Published by Ediciones B and with a prologue written by Spanish storyteller, essayist and politician Jorge Semprun, "La Nueve" hits store shelves on Wednesday in Spain and will be published next year in France, where Mesquida predicts that "it will be very controversial" because the French "are convinced that they did everything and they don't like hearing the opposite."
But her effort in putting out this book goes beyond just recalling the historical role played by the Spaniards in the war in France: "I wouldn't like to die without France having paid them the homage it owes them."
The author, who was a correspondent in Paris for three decades up until last year, says that the soldiers who sought refuge in France after the Republican defeat in the 1936-1939 Spanish Civil War, continued the struggle against fascism and Naziism and were integrated into the French armed forces.
They fought with French troops in many battles and when in 1943 the acclaimed Gen. Philippe Leclerc formed the famous 2nd Armoured Division, many of the Spaniards were in the ranks.
Most of them were regrouped into a batallion made up of four companies, each one with more than a third of its troops being Spanish, except for the 9th Company - from which the book gets its title - an almost entirely Spanish unit, whose commander, Raymond Dronne, made no bones about calling his men "fighters for freedom."
With Leclerc, the 9th trained in Africa and England, landed in Normandy, liberated Paris, fought through the toughest battles to eventually liberate Strasbourg and managed to drive to Hitler's mountain retreat in Berchtesgaden, as Mesquida admiringly discusses in her book.
This is a book that took the author countless hours of work at night, on weekends and during vacations for an entire decade to compile the testimony of survivors and other documentation that was not easy to unearth because French history had virtually erased the Spaniards' contributions.
The spark of curiosity to pursue the exceptional story was born in Mesquida on the day someone showed her a photograph of the men who liberated Paris in August 1944: "They were Spaniards, they were in England, they were dressed in American uniforms and were in a French company. For me that was incomprehensible."

TASKS TO COMPLETE:
**a.** In the article on "La Nueve," how long did the author work as a correspondent in Paris?
**b.** Reproduce a portion of the article on "La Nueve" verbatim: begin at the words containing "Published by Ediciones" and stop after "French armed forces.".
**c.** Write the next part of the article on "La Nueve," continuing from the point where it stops.

PROVIDED INFORMATION:
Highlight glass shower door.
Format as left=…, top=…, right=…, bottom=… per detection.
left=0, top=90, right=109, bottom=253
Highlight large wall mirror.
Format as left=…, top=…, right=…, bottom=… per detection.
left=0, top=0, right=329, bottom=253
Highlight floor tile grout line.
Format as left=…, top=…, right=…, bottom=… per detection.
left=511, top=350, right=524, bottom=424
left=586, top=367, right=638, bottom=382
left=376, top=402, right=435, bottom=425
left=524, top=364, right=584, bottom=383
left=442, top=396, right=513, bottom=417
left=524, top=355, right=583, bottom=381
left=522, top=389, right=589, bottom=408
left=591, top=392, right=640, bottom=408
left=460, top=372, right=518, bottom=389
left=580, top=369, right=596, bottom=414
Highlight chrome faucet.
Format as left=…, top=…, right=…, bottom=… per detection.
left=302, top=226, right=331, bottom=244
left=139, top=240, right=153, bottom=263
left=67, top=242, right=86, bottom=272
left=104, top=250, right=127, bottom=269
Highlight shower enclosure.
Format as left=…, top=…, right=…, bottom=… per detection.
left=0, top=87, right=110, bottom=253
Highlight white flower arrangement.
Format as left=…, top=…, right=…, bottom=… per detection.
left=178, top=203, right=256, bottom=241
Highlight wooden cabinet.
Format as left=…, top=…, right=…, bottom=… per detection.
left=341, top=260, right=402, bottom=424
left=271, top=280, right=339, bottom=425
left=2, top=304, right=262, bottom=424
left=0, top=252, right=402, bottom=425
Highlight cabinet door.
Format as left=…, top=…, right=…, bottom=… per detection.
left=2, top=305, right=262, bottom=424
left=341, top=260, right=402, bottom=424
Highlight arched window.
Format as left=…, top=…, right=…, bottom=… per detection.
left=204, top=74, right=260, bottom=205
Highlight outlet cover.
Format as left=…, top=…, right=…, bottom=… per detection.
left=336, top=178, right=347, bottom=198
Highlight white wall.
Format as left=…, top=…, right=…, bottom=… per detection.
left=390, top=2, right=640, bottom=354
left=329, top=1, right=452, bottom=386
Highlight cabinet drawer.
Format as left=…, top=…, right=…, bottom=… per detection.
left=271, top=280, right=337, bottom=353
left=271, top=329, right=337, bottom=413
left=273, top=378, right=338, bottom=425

RESPONSES TO THE TASKS:
**a.** Three decades, up until last year.

**b.**
Published by Ediciones B and with a prologue written by Spanish storyteller, essayist and politician Jorge Semprun, "La Nueve" hits store shelves on Wednesday in Spain and will be published next year in France, where Mesquida predicts that "it will be very controversial" because the French "are convinced that they did everything and they don't like hearing the opposite."
But her effort in putting out this book goes beyond just recalling the historical role played by the Spaniards in the war in France: "I wouldn't like to die without France having paid them the homage it owes them."
The author, who was a correspondent in Paris for three decades up until last year, says that the soldiers who sought refuge in France after the Republican defeat in the 1936-1939 Spanish Civil War, continued the struggle against fascism and Naziism and were integrated into the French armed forces.

**c.**
She decided to throw herself into the project. In her search for information on the Spanish troops, Mesquida got to know men who were younger than 20 when in 1936 they took up arms for the first time to defend the Spanish Republic and who didn't abandon it until eight years later.
Some of those she met refused to talk to her, so walled up were they in the silence of decades. For others, it was already too late.
But still others, in contrast, shared their recollections with her, and something that surprised Mesquida about them was their "normality."
"They're not ... perfect men," the author says, "but they all have a tremendous quality and an incredible force, which was what made them know what they were fighting for, fighting against fascism and with total conviction."
Another thing that surprised her was that the men all "spoke of betrayal because apparently they had promised all of them that they would go to Spain and they fought with the road to Spain before them."
Sistematically, Mesquida asked each man at the end of his interview "Would you do it again?" and all, without exception, answered "Yes."
Before the Normandy landings, there were 144 Spaniards in the 9th Company, but now, of the 16 who survived the war, only two are still alive - Lluis Royo and Rafael Gómez.
Mesquida says that getting "official" French recognition of the role the men played while some of them can still experience it would have special significance for her. Now, she is immersed in the search for the men who inspired "the first foci of the Resistance in France" and, she says, they were also Spaniards.